:: AIM OF THE TASK ::
Retype all of the entries word for word.

:: MATERIAL FOR THIS TASK ::
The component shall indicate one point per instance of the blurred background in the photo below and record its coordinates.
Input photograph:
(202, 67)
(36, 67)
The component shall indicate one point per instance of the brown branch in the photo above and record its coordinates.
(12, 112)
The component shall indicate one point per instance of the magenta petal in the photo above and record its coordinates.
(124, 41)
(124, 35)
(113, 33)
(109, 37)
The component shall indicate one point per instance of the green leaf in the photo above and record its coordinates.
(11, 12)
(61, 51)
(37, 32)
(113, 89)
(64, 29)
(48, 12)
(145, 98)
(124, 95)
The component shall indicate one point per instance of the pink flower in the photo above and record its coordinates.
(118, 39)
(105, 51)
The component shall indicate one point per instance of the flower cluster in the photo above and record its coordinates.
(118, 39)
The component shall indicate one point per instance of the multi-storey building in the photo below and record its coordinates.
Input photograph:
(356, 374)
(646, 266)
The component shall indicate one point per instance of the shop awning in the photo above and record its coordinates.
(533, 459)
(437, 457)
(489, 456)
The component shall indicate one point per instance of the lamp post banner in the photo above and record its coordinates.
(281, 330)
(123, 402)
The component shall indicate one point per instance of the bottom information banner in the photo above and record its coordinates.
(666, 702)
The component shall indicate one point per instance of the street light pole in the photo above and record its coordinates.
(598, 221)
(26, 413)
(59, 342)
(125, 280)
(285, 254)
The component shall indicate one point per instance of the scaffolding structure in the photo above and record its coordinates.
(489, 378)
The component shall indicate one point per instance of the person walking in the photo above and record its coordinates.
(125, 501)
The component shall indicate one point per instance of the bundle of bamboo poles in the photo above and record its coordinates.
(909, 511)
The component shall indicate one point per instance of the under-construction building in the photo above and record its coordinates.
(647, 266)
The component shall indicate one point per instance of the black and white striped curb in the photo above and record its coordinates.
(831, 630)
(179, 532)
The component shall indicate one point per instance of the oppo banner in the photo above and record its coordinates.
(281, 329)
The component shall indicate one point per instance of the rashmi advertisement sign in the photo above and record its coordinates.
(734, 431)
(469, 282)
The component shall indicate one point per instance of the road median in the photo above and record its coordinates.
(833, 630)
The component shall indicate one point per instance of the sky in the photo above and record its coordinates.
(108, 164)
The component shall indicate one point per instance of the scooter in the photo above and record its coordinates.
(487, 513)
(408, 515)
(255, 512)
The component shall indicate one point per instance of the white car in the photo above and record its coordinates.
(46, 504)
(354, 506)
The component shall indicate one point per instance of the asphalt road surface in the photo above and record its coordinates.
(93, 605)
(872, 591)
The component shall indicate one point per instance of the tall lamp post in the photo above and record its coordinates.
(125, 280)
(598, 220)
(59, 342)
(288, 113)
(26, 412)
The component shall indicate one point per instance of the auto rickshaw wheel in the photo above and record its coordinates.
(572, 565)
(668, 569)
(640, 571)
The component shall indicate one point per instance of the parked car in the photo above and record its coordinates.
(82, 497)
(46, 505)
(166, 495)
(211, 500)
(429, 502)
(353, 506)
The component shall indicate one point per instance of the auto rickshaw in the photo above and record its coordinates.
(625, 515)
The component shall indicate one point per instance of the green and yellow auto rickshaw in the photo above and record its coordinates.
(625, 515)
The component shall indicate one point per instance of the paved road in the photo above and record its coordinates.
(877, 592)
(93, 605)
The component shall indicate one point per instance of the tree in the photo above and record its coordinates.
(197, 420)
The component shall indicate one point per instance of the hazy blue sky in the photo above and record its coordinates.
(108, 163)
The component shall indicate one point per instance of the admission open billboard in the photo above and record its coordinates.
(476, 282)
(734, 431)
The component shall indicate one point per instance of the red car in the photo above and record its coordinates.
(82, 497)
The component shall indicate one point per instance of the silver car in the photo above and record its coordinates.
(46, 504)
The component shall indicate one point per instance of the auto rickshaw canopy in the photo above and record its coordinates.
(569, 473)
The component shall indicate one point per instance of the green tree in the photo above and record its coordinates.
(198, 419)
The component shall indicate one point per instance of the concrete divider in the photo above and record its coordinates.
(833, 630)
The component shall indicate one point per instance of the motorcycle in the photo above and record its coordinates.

:: TASK SOLUTION ::
The component shall indicate one point per instance of the blurred background in the photo below and record its coordinates.
Input photograph:
(202, 67)
(36, 67)
The component shall indicate one point per instance of the brown branch in the photo above and record its coordinates.
(12, 112)
The component shall indicate one point per instance of the magenta petal in the photo above and record its coordinates.
(124, 41)
(124, 35)
(113, 33)
(109, 37)
The component shall indicate one point per instance of the green leaf in the photo above and record its coordinates.
(11, 12)
(61, 51)
(37, 32)
(113, 89)
(64, 29)
(48, 12)
(145, 98)
(124, 95)
The component shall indicate one point per instance of the pink flower in the photo above and record its coordinates.
(118, 39)
(105, 51)
The component shall indicate one point per instance of the flower cluster in the photo above and record its coordinates.
(118, 39)
The component shall indicate one point per instance of the multi-storey building in the photo below and record its coordinates.
Input photograph:
(356, 374)
(646, 266)
The component shall indicate one point per instance of the shop awning in the photo above and record its coordinates.
(533, 459)
(437, 457)
(489, 456)
The component shall indicate one point per instance of the lamp post banner in the photo above and record its coordinates.
(281, 330)
(123, 402)
The component shall indicate one point per instance of the bottom information banner in the photo above and record its coordinates.
(666, 702)
The component shall indicate one point per instance of the street light pole in the photo above and record its coordinates.
(598, 221)
(26, 413)
(59, 342)
(125, 280)
(285, 254)
The component shall indicate one point per instance of the scaffolding structure in the photo above and record its coordinates.
(489, 378)
The component shall indicate one point per instance of the person walking in the photo above and record its coordinates.
(125, 501)
The component shall indicate one point per instance of the bundle of bamboo poles in the photo above and record its coordinates.
(909, 511)
The component shall indicate one point per instance of the under-construction building in the photo above and record its coordinates.
(647, 266)
The component shall indicate one point per instance of the black and white striped curb in the photo above and record its coordinates.
(831, 630)
(179, 532)
The component shall indicate one point per instance of the oppo banner in the photo above and record its coordinates.
(281, 329)
The component shall indicate one point per instance of the rashmi advertisement sign in the photo above and record its coordinates.
(734, 431)
(469, 282)
The component shall indicate one point per instance of the road median in the photo above and record its coordinates.
(833, 630)
The component shall indicate one point per instance of the sky in the photo above and record its coordinates.
(108, 164)
The component shall indicate one point per instance of the scooter in the photo above and record its coordinates.
(487, 513)
(408, 515)
(255, 512)
The component shall indicate one point per instance of the white car in the photo above and record its coordinates.
(46, 504)
(354, 506)
The component shall indicate one point per instance of the asphalt road surface in the photo above and record its coordinates.
(93, 605)
(872, 591)
The component shall indicate one point per instance of the tall lamp post in the photo above and record its coordinates.
(125, 280)
(598, 220)
(59, 342)
(288, 113)
(26, 412)
The component shall indicate one point per instance of the auto rickshaw wheel in the photo above and record its coordinates.
(572, 565)
(668, 569)
(640, 571)
The component shall indicate one point per instance of the parked car in the photo above and record its coordinates.
(82, 497)
(46, 505)
(166, 495)
(211, 500)
(429, 502)
(353, 506)
The component shall indicate one point per instance of the auto rickshaw in the photo above and record its coordinates.
(625, 515)
The component shall indicate one point per instance of the green and yellow auto rickshaw in the photo above and record its coordinates.
(625, 515)
The component shall indicate one point per instance of the paved road in the photo above and record its coordinates.
(877, 592)
(93, 605)
The component shall indicate one point per instance of the tree in the photo above and record its coordinates.
(197, 420)
The component shall indicate one point per instance of the hazy blue sky in the photo above and record its coordinates.
(108, 163)
The component shall indicate one point per instance of the admission open billboard in the photo above and record its coordinates.
(476, 282)
(734, 431)
The component shall indicate one point per instance of the red car in the photo above and record its coordinates.
(82, 497)
The component shall indicate one point per instance of the silver car in the photo above and record its coordinates.
(46, 504)
The component shall indicate one point per instance of the auto rickshaw canopy in the photo above and record its coordinates.
(569, 473)
The component shall indicate one point per instance of the green tree in the photo above and record its coordinates.
(198, 419)
The component shall indicate one point per instance of the concrete divider in the photo above and record its coordinates.
(833, 630)
The component shall indicate one point per instance of the motorcycle in the photo above and record its coordinates.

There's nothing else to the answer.